Fu un grosso insulto alla laicità dello Stato, già tradita nell’Art. 7 della Costituzione (nonostante il tentativo di recupero nell’Art. 8: “tutte le confessioni religiose sono ugualmente libere davanti alla legge”..); ma finalmente valorizzata nella sentenza 203/1989, in cui la Corte Costituzionale definì la laicità principio supremo dell’ordine costituzionale.

La celebre sentenza, attesa con trepidazione dai laici italiani, precisava che laicità non significa indifferenza dello Stato dinanzi alle religioni, ma “garanzia dello Stato per la salvaguardia della libertà di religione, in regime di pluralismo confessionale e culturale”. Avevamo una carta vincente, da lanciare e rilanciare in un clima in qualche modo favorevole. Pare incredibile che quel segno (o sogno ?) sia così rapidamente sfumato.

Verso l’abbattimento della laicità?

Tutto questo non è che la conseguenza del ruolo dei due poteri che dall’età medievale si sono confrontati e spalleggiati: Monarchia e Impero – Stato e Chiesa cattolica.

Va evidenziato che non si tratta dell’occupazione temporanea di uno spazio pubblico, come può essere per una qualsiasi manifestazione civile o religiosa: l’Intesa tra Stato e Chiesa cattolica rappresenta l’invadenza del potere ecclesiastico, sostenuto dalle istituzioni italiane, nella formazione educativa dall’infanzia alla giovinezza, in presenza di studenti appartenenti ad altre confessioni religiose, o a nessuna fede religiosa, costretti a dichiarare il proprio NO alla scelta dell’insegnamento della religione cattolica all’atto dell’iscrizione in una scuola statale. La beffa è contenuta nell’Art. 9 dell’Accordo tra la Repubblica italiana e la Santa Sede: “All’atto dell’iscrizione, gli studenti o i loro genitori eserciteranno tale diritto, su richiesta dell’autorità scolastica, senza che la loro scelta possa dar luogo ad alcuna forma di discriminazione”.

Le forme di discriminazione invece furono subito e sono tuttora dilaganti: permanenza dei non avvalenti nei corridoi o nei box dei bidelli, domande insinuanti da parte di docenti circa il motivo del rifiuto, domande ingenue di compagni e compagne sull’appartenenza ad altra religione…

C’è chi, nutrendo nel proprio intimo un’autentica fede religiosa, non ama farne parola, ma negli anni trascorsi erano proprio costoro che, intendendo il vero senso della laicità (distingue frequenter!) si astenevano dal seguire l’ora di religione (cattolica).

★ ★ ★

■ **CONSEGNA**
Prosegui il testo qui sopra sulla laicità dello Stato e l'ora di religione, riprendendo subito dopo la sua ultima frase.

■ **DATI FORNITI**

★ ★ ★

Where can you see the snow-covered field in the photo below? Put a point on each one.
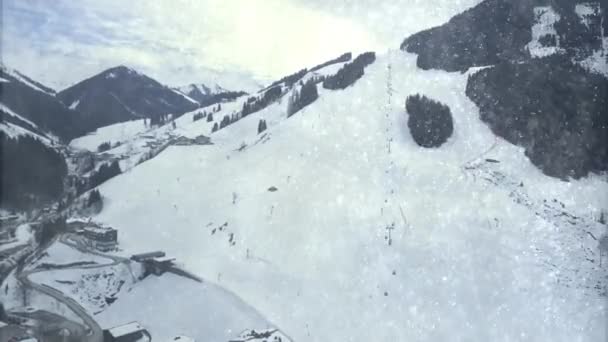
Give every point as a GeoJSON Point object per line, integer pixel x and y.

★ ★ ★

■ **RISPOSTA**
In questi ultimi anni, dopo la sentenza del Consiglio di Stato n. 7076 del 2010 sull’obbligo di un’attività alternativa, si è sempre più manifestata una sorta di indifferenza verso l’affronto subito dalla Repubblica italiana; se è “simpatico”, il sacerdote-docente attribuito alla classe sia benvenuto!; se “l’attività alternativa” è “attraente”, benvenuta la docente incaricata. Docenti di IRC delle attività alternative a volte escono insieme con le classi al completo per visite a luoghi religiosi presentati sotto il profilo artistico.

Considerazioni d’obbligo: i costi a carico dello Stato che i docenti di Religione cattolica e quelli dell’attività alternativa comportano! Il ruolo delle diocesi per le nomine e la possibilità di revoca!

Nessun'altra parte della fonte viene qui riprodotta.